* TASK INSTRUCTIONS
All of the data below should be printed again word for word, pictures excluded.

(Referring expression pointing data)
┄┄┄┄┄┄
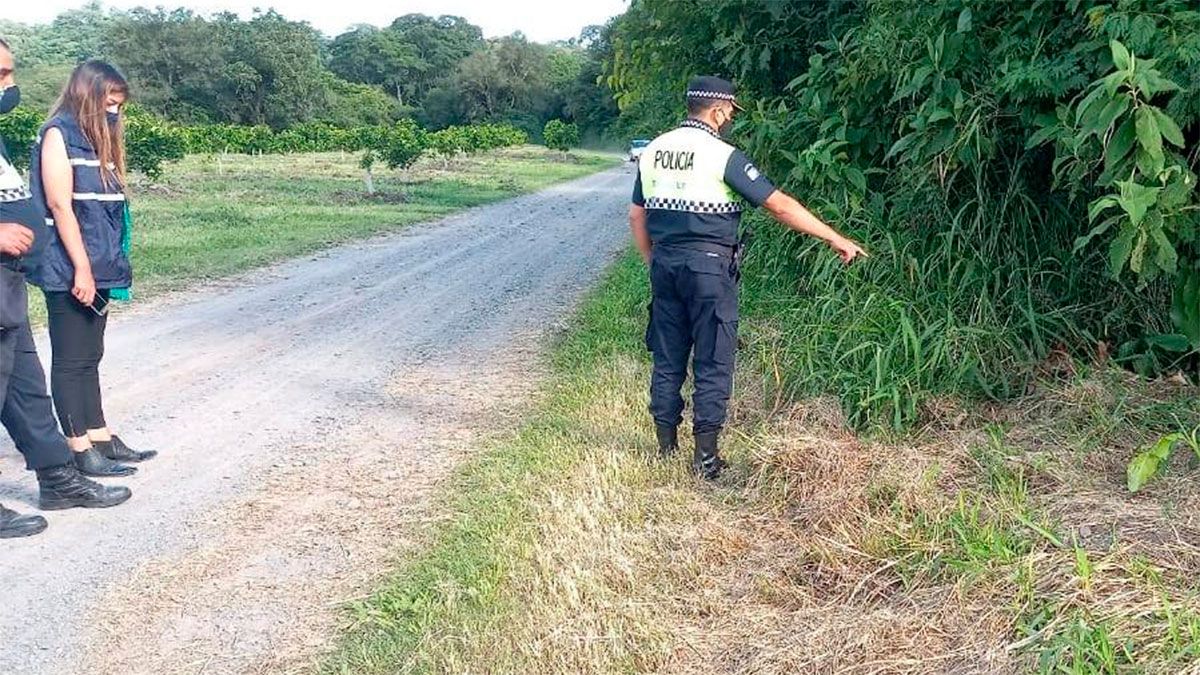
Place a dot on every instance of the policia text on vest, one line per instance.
(687, 208)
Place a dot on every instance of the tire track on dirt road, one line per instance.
(305, 412)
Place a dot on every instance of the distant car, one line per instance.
(636, 148)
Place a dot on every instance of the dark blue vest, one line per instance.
(99, 208)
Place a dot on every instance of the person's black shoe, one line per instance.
(64, 487)
(91, 463)
(13, 524)
(669, 440)
(705, 460)
(118, 451)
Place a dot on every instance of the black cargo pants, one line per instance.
(694, 314)
(25, 408)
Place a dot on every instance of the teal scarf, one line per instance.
(125, 294)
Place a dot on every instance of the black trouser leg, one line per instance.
(77, 338)
(25, 407)
(669, 339)
(714, 324)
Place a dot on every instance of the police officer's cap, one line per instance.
(713, 88)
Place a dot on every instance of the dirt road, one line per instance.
(305, 413)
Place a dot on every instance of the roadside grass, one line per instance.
(211, 216)
(996, 538)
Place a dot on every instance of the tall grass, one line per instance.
(963, 303)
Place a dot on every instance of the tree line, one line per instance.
(270, 71)
(1025, 174)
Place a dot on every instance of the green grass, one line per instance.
(567, 550)
(214, 216)
(211, 216)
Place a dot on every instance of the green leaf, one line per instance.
(900, 145)
(1120, 144)
(1121, 57)
(1139, 472)
(1149, 136)
(1137, 199)
(1168, 127)
(1120, 250)
(857, 178)
(965, 21)
(1146, 464)
(1101, 205)
(1165, 256)
(1173, 342)
(1096, 232)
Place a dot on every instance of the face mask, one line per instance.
(9, 99)
(726, 127)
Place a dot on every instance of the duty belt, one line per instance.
(723, 250)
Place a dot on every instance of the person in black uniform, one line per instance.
(685, 211)
(25, 408)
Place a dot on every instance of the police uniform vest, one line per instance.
(683, 183)
(99, 207)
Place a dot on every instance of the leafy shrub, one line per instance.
(561, 136)
(19, 130)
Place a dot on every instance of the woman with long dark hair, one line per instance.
(78, 177)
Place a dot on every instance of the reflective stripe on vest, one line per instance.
(684, 171)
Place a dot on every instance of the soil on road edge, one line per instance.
(306, 414)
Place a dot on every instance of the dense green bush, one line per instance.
(561, 136)
(1024, 175)
(19, 130)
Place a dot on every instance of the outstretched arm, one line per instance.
(791, 213)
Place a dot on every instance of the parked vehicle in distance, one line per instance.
(636, 148)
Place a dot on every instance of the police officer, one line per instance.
(684, 217)
(25, 408)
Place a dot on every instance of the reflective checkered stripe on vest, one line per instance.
(683, 172)
(99, 208)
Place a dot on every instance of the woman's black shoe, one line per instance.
(91, 463)
(118, 451)
(13, 524)
(64, 487)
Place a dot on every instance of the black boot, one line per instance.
(64, 487)
(91, 463)
(669, 440)
(118, 451)
(13, 524)
(706, 461)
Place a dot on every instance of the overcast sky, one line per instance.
(541, 21)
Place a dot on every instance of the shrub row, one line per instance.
(153, 141)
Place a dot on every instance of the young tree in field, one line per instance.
(561, 136)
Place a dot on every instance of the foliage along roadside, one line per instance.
(153, 141)
(1024, 179)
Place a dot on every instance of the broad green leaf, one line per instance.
(1101, 205)
(1120, 250)
(965, 21)
(1139, 254)
(1137, 199)
(1149, 136)
(1096, 232)
(1165, 256)
(1120, 145)
(1141, 469)
(900, 145)
(1121, 57)
(1173, 342)
(1041, 136)
(1168, 127)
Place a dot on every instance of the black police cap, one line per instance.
(708, 87)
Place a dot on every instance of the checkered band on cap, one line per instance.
(691, 207)
(694, 94)
(13, 195)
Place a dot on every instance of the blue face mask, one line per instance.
(10, 99)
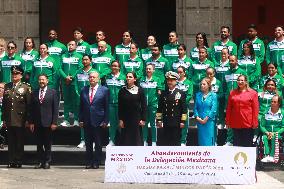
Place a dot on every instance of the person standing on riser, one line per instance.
(101, 61)
(71, 63)
(170, 50)
(231, 77)
(134, 63)
(82, 80)
(28, 54)
(114, 82)
(100, 36)
(44, 64)
(9, 60)
(161, 63)
(275, 50)
(147, 52)
(223, 42)
(258, 45)
(152, 89)
(82, 46)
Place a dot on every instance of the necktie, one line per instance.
(41, 96)
(92, 94)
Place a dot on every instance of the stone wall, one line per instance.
(207, 16)
(19, 19)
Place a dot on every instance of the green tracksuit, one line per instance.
(275, 54)
(94, 49)
(83, 47)
(101, 62)
(161, 67)
(29, 58)
(135, 65)
(170, 52)
(187, 87)
(194, 54)
(197, 72)
(185, 62)
(82, 80)
(218, 46)
(271, 123)
(231, 77)
(277, 78)
(150, 88)
(6, 64)
(46, 66)
(114, 84)
(146, 53)
(253, 70)
(71, 63)
(258, 47)
(56, 49)
(121, 53)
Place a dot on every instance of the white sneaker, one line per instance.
(111, 143)
(76, 123)
(228, 144)
(81, 145)
(65, 123)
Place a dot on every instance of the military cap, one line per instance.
(172, 75)
(17, 69)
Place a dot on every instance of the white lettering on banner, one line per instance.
(171, 52)
(54, 50)
(101, 60)
(9, 63)
(172, 164)
(122, 50)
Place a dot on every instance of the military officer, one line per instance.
(172, 111)
(15, 114)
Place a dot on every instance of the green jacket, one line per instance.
(231, 77)
(275, 54)
(197, 71)
(146, 53)
(194, 54)
(185, 62)
(46, 66)
(71, 63)
(161, 67)
(101, 62)
(6, 64)
(272, 122)
(135, 65)
(170, 52)
(150, 88)
(187, 87)
(258, 47)
(252, 68)
(218, 46)
(114, 84)
(94, 49)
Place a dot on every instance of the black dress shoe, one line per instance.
(46, 166)
(39, 166)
┄┄┄┄┄┄
* OUTPUT OF THE EXERCISE
Place a dot on every instance of the policia text on vest, one line per instance.
(687, 208)
Place a dot on every instance of the tire track on dirt road, one line per instance.
(305, 412)
Place a dot on every instance of the distant car, one line per instance.
(636, 148)
Place a dot on every instance of the dark blue vest, one line per instance.
(99, 208)
Place a dot on every instance of the person's black shoe, one line per instance.
(64, 487)
(91, 463)
(13, 524)
(669, 440)
(705, 460)
(118, 451)
Place a dot on every instance of the black cargo pants, one line per instance.
(694, 314)
(25, 408)
Place a dot on every instance of the teal scarf, one line per instance.
(125, 294)
Place a dot on every instance of the black trouser leg, one line per instance.
(77, 338)
(25, 407)
(669, 339)
(714, 324)
Place a dot on every instance of the police officer's cap, one line per instance.
(713, 88)
Place a dot on every instance of the dirt road, one line per instance.
(305, 413)
Place a dot on every instance of the roadside grass, one line per instance.
(211, 216)
(996, 538)
Place a dot on every instance of the tall grass, one line per instance.
(963, 303)
Place a dot on every instance of the tree line, one line per instance.
(270, 71)
(1025, 174)
Place a dot on every instance of the green grass, one line per instance.
(567, 550)
(214, 216)
(211, 216)
Place a dot on every instance of the green leaf, one line per instance.
(900, 145)
(1120, 144)
(1121, 57)
(1139, 472)
(1149, 136)
(1137, 199)
(1168, 127)
(1120, 250)
(857, 178)
(965, 21)
(1146, 464)
(1101, 205)
(1165, 256)
(1173, 342)
(1096, 232)
Place a dot on every instance of the face mask, one line per instance.
(9, 99)
(726, 127)
Place a dot on every instance of the duty belt, one line per instance.
(723, 250)
Place a dot on every instance of the person in black uniform, one line per instance.
(685, 211)
(25, 408)
Place a dot on every instance of the police uniform vest, one line per instance.
(683, 183)
(99, 207)
Place a dot on every instance of the leafy shrub, one line per instance.
(561, 136)
(19, 130)
Place a dot on every instance of the woman with long dark hair, one line per instance.
(78, 177)
Place a dot on every instance of the reflective stripe on vest, one line per instance.
(684, 171)
Place a dot on every instance of the soil on road edge, one line per instance.
(306, 414)
Place a dot on every instance of the dense green bush, one line per instance.
(561, 136)
(1024, 175)
(19, 130)
Place a dot on every instance of the outstretched arm, one line per instance.
(791, 213)
Place a dot on every instance of the parked vehicle in distance, one line per instance.
(636, 148)
Place a dot on every instance of the police officer, one line per instance.
(684, 217)
(25, 408)
Place a dot on every instance of the reflective checkered stripe on vest, one line per instance.
(683, 172)
(99, 208)
Place a dot on every instance of the woman's black shoe, one line per instance.
(91, 463)
(118, 451)
(13, 524)
(64, 487)
Place a dot on every instance of the black boot, one line per instance.
(64, 487)
(91, 463)
(669, 440)
(118, 451)
(13, 524)
(706, 461)
Place a dot on every instance of the overcast sky, one line per instance.
(541, 21)
Place a dot on every instance of the shrub row, one line per instance.
(153, 141)
Place a dot on every instance of the young tree in field, one line per instance.
(561, 136)
Place a dot on every instance of the foliage along roadside, one line per instance.
(153, 141)
(1024, 179)
Place a dot on every instance of the broad green leaf, one line per instance.
(1101, 205)
(1120, 250)
(965, 21)
(1139, 254)
(1137, 199)
(1149, 136)
(1096, 232)
(1165, 256)
(1120, 145)
(1141, 469)
(900, 145)
(1121, 57)
(1173, 342)
(1041, 136)
(1168, 127)
Place a dot on every instance of the black police cap, one line per instance.
(708, 87)
Place a dot on every instance of the checkered band on cap, one line per instance.
(691, 207)
(694, 94)
(13, 195)
Place a dot on every instance of the blue face mask, one line per instance.
(10, 99)
Place a dot on every instance of the person standing on riser, one line per instance.
(101, 61)
(71, 63)
(170, 50)
(231, 77)
(134, 63)
(82, 80)
(28, 54)
(114, 82)
(100, 36)
(44, 64)
(9, 60)
(161, 63)
(275, 50)
(147, 52)
(223, 42)
(258, 45)
(152, 89)
(82, 46)
Place a dot on every instance of the necktie, one line per instance.
(41, 96)
(92, 94)
Place a dot on every instance of the stone wall, one line per instance.
(207, 16)
(19, 19)
Place a dot on every instance of the green tracksuit, one line per instance.
(275, 54)
(94, 49)
(83, 47)
(101, 62)
(161, 67)
(29, 58)
(135, 65)
(170, 52)
(187, 87)
(194, 54)
(197, 72)
(185, 62)
(82, 80)
(218, 46)
(271, 123)
(231, 77)
(277, 78)
(150, 88)
(6, 64)
(46, 66)
(114, 84)
(146, 53)
(253, 70)
(71, 63)
(258, 47)
(56, 49)
(121, 53)
Place a dot on every instance of the white sneaker, one line per instance.
(111, 143)
(76, 123)
(228, 144)
(81, 145)
(65, 123)
Place a dot on every instance of the military cap, one line per instance.
(172, 75)
(17, 69)
Place a dot on every instance of the white lettering on banner, one line per instance.
(171, 52)
(54, 50)
(101, 60)
(9, 63)
(172, 164)
(122, 50)
Place a dot on every instance of the military officer, one line per instance.
(172, 111)
(15, 114)
Place a dot on every instance of the green jacket, one line per instance.
(231, 77)
(275, 54)
(197, 71)
(146, 53)
(194, 54)
(185, 62)
(46, 66)
(71, 63)
(161, 67)
(101, 62)
(6, 64)
(272, 122)
(135, 65)
(170, 52)
(150, 88)
(187, 87)
(258, 47)
(252, 68)
(218, 46)
(114, 84)
(94, 49)
Place a dot on every instance of the black dress shoe, one line per instance.
(46, 166)
(39, 166)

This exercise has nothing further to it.